***** EXCERPTED TEXT *****

Sherwood argues to this court that when it presented its motion for summary judgment as to the amount of the mechanic's lien to the Superior Court, it began with the gross amount of $ 1,731,009.00. Sherwood then deducted two figures: first, the items that may not be included in a mechanic's lien to begin with, which included "fees, costs, unused materials, delay damages, and the like." Appellant's Opening Brief, p. 10 (Oct. 25, 2004). Sherwood worked from figures presented in the Revised Lien Amount Calculation. Appellant's ER, p. 42 ( see Appendix A to this Opinion), and from the items awarded by the Panel. Second, Sherwood deducted the faulty work for the EIFS. With the addition of the pro-rated interest, Sherwood calculated that the total amount of the lien was $ 470,409.88. Appellant's Opening Brief, p. 11 (Oct. 25, 2004); see also Appellant's ER, p. 42 (Judgment Confirming Arbitration Award, Appendix 1 "Revised Lien Amount Calculation").

Fletcher, on the other hand, argued that its mechanic's lien should be adjudicated at $ 1,219,085.00 (actually, $ 1,006,835.42 plus interest), representing the "work which the arbitrators awarded Fletcher, a net amount . . . all properly carried out and non-defective." Appellant's ER, p. 46 (Decision & Order).

Sherwood insists that this amount ($ 993,013.66, found in the Revised Lien Amount Calculation, Appellant's ER, p. 42 (Appendix A)) must be reduced by $ 560,725.00 to be fair to the other creditors. Sherwood states that the trial court made a simple error - it failed to recognize that $ 1,731,009.00 is the gross amount of the award, not the net amount of the award. Appellant's Opening Brief, p. 6 n.3 (Oct. 25, 2004). Fletcher argues that reducing the mechanic's lien by $ 560,725.00 is not compelled. The lien amount is correct because the law allows a contractor a mechanic's lien for all amounts spent for non-defective work and the arbitrators had already reduced the award by the value of the defective work. Appellee's Brief, p. 6 (Nov. 24, 2004).

The starting point of our analysis is with the Guam statute on mechanic's liens, which provides that a contractor may place a lien on real estate "for the value of such labor done or materials furnished." Title 7 GCA § 33201 (Westlaw through Guam Pub. L. 28-037 (2005)). Sherwood argues that the amount of the mechanic's lien should be labor or materials actually incorporated into the improvement. Fletcher argues that the lien amount should be all materials done, even if the workmanship is later found to be defective and there were costs in demolishing the defective workmanship.

Guam's statute allowing for mechanic's liens states, in its entirety:

Title 7 GCA § 33201. Mechanics, to have Lien for Value of Labor.

***** DATA *****

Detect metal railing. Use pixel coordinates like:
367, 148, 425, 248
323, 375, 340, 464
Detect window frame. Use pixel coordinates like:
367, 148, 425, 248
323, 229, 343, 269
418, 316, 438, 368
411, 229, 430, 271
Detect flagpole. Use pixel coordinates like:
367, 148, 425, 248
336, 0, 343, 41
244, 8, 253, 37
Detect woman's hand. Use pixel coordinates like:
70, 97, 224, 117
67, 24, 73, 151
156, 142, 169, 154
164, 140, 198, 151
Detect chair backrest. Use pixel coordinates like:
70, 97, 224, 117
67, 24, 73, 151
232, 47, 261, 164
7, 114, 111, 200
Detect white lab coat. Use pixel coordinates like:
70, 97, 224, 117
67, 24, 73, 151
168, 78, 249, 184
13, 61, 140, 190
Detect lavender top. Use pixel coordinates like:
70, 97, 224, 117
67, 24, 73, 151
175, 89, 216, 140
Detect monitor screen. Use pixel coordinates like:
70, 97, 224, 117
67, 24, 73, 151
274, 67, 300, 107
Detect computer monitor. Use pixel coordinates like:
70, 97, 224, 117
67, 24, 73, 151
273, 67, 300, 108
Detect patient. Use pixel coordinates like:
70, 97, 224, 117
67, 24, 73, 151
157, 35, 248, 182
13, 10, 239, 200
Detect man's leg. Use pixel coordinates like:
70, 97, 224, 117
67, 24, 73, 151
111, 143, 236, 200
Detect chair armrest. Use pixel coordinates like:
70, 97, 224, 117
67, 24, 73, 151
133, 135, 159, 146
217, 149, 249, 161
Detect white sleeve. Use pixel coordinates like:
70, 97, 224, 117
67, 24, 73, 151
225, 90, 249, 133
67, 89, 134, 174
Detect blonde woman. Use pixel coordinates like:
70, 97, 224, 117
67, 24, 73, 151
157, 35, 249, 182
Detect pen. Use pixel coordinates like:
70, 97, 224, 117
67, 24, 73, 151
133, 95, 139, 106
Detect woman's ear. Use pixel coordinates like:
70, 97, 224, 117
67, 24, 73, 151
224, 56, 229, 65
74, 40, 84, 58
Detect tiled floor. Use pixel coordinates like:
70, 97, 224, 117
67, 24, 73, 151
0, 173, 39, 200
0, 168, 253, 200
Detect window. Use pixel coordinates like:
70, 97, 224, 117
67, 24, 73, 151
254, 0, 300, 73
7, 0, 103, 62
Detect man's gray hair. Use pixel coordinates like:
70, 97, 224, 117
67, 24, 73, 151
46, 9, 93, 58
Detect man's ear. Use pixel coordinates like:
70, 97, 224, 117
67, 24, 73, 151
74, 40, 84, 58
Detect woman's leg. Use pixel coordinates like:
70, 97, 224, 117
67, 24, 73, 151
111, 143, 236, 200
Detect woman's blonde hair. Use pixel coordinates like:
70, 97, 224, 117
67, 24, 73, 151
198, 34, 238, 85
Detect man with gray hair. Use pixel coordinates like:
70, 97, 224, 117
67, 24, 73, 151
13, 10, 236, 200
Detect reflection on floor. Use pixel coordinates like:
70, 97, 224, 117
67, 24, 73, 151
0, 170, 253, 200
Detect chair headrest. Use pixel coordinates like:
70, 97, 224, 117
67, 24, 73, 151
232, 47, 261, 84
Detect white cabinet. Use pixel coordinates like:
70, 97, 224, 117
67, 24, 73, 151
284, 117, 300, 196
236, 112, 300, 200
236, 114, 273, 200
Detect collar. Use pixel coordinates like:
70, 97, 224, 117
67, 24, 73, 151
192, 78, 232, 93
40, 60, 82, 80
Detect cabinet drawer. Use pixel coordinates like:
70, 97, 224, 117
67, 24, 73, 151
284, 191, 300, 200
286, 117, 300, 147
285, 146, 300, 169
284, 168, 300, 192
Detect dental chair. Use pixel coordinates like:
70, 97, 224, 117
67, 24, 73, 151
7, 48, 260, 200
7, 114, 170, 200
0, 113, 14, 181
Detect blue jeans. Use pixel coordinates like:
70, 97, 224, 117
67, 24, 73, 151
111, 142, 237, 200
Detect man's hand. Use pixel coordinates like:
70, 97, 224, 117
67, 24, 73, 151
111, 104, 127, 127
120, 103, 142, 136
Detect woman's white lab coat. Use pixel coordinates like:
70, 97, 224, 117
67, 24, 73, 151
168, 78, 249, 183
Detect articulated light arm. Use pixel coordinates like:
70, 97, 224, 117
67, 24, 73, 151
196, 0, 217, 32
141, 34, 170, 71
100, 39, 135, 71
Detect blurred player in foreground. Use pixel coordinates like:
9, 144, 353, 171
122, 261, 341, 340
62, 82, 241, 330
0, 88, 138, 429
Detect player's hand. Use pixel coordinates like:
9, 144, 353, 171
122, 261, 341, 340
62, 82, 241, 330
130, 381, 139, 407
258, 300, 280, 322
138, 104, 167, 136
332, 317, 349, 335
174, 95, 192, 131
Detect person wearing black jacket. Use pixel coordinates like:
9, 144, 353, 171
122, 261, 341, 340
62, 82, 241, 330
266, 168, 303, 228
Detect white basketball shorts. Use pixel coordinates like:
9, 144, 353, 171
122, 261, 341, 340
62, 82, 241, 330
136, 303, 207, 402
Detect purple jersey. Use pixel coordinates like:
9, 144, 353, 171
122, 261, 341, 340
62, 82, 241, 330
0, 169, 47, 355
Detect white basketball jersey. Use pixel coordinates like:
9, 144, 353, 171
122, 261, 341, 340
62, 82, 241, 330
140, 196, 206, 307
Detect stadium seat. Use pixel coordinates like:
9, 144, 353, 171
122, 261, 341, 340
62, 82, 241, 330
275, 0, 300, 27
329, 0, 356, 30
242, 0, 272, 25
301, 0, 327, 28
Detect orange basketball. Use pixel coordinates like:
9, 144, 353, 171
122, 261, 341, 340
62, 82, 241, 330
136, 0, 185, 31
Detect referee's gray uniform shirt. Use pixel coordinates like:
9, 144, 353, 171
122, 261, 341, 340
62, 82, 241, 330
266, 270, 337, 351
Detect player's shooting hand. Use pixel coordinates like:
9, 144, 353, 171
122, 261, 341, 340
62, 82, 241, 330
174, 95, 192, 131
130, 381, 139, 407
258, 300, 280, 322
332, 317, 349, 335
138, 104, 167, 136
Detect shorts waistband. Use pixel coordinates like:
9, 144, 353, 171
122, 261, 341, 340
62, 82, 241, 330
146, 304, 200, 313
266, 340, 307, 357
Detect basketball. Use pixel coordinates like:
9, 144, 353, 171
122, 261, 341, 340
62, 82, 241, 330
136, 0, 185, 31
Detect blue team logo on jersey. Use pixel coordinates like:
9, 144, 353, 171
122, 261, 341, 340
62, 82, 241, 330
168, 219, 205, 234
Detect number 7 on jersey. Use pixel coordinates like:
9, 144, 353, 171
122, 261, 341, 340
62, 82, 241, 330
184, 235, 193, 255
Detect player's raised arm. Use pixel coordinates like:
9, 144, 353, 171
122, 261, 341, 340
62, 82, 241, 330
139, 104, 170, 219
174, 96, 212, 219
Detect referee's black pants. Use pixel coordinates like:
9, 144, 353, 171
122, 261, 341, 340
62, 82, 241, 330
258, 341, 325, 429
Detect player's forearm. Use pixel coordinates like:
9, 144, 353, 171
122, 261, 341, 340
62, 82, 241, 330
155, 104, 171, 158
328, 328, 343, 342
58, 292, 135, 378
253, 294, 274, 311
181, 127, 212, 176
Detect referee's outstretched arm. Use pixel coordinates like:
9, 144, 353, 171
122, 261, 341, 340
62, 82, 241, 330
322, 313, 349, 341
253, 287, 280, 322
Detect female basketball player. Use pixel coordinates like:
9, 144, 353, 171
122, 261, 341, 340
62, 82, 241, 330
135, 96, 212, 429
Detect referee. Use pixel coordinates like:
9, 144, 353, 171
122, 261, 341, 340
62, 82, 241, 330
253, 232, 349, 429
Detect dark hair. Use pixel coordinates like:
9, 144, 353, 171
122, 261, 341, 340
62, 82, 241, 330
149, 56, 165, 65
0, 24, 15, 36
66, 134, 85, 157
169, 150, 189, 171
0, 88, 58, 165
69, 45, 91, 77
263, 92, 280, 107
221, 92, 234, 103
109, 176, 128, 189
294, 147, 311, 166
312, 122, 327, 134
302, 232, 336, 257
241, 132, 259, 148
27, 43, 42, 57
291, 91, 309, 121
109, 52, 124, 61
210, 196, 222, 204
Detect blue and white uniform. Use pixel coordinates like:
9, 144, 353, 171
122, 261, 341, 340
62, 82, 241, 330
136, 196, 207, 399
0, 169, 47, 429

*****

● **GIVEN TASK**: In the excerpt on the mechanic's lien dispute, what total lien amount did Sherwood calculate after its deductions and the added pro-rated interest?

● **RESPONSE BELOW**: $470,409.88